Write out exactly the lines that run from the one containing "Where can you find the concrete" to the end of the entries below, with both end lines included.
***** Data listing
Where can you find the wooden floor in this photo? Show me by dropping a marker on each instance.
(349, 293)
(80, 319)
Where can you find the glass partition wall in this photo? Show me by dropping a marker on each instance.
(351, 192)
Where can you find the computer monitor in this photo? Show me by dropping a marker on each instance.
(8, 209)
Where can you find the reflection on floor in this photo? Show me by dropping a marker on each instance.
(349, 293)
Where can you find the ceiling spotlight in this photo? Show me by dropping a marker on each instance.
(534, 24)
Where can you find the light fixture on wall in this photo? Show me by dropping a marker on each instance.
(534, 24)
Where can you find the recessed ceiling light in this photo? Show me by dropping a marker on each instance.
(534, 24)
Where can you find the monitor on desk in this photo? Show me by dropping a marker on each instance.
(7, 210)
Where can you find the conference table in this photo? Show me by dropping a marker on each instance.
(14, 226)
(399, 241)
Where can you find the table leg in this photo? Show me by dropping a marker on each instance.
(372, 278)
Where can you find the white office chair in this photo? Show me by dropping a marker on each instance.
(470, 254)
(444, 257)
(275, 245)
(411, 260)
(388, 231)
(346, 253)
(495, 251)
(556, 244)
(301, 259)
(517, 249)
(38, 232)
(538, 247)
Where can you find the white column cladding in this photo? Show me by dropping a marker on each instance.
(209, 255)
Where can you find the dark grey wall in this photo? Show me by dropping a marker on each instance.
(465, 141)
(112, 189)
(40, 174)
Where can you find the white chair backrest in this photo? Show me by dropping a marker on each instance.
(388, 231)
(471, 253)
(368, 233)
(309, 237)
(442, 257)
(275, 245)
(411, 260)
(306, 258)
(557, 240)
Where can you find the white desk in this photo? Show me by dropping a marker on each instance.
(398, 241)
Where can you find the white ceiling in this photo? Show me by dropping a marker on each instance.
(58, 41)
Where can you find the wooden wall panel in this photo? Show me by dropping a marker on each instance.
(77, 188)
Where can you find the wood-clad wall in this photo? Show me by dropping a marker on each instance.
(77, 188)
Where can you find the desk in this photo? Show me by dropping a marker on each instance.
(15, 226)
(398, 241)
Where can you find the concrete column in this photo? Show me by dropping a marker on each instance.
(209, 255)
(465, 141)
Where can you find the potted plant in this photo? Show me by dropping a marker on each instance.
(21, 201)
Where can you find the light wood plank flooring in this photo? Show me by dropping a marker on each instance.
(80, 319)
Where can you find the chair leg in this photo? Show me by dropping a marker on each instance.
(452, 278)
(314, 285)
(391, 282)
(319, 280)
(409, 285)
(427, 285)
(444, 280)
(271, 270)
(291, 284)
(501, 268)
**********
▶ [Solution]:
Where can you find the concrete column in this photo? Show me by dropping a marker on each instance.
(209, 255)
(465, 141)
Where can you find the potted plant in this photo? Show me by dropping a marker on each instance.
(21, 201)
Where can you find the light wood plank flooring in this photo? Show me by dropping a marker on each instance.
(80, 319)
Where can you find the chair leg in this photo? Show me by dropping a marker on each instance.
(452, 278)
(314, 285)
(391, 282)
(319, 280)
(409, 285)
(427, 285)
(444, 280)
(271, 270)
(291, 284)
(501, 268)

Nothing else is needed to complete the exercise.